[Task] Transcribe each record exactly. Omit the pictures.

(Photo-based referring expression data)
☆ ☆ ☆

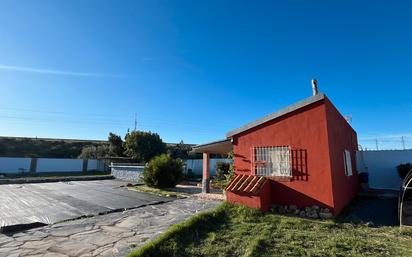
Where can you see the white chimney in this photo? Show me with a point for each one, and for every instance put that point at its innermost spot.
(314, 87)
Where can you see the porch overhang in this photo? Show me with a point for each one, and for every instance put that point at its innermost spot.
(216, 147)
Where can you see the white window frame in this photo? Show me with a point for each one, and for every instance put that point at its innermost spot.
(272, 161)
(347, 161)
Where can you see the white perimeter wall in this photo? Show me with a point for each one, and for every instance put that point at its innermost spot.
(197, 165)
(381, 166)
(12, 165)
(59, 165)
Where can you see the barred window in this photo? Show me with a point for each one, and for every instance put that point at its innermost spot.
(272, 161)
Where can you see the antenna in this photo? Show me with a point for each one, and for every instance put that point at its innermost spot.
(135, 122)
(314, 87)
(348, 118)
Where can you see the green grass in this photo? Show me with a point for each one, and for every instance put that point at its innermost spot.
(157, 191)
(239, 231)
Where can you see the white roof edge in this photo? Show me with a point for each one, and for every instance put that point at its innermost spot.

☆ ☆ ☆

[Completed task]
Where can you see the white chimney in this photo? Show me with a point for each one, and for every instance put that point at its innermost spot.
(314, 87)
Where can you see the porch overhang in this photo? Show me with a point for each one, and for every instance put that point at its innermost spot.
(216, 147)
Where can you see the white window frame in this photo? Show me with a point for each one, and for every instance put that point at its innermost spot.
(272, 161)
(347, 161)
Where can you see the white perimeter wall in this photo? Show me with a point for each one, and for every instance put that point at its innermost spot.
(197, 165)
(381, 166)
(12, 165)
(59, 165)
Where can you see the barred window in this photo? Show me with a point for each one, and for every instance put that point at its innermost spot.
(272, 161)
Where can you see the antenna in this photo? Show me with a point for each one, and for every instance put that point at its innermost spot.
(135, 122)
(314, 87)
(348, 118)
Where can you see the green grass in this photo? Show me with a point for each one, and for every instance put that point at its innermost spot.
(157, 191)
(239, 231)
Where can you see the white roof edge in this photo? Show me with a point for each one, and for every instance put that point at its innermost spot.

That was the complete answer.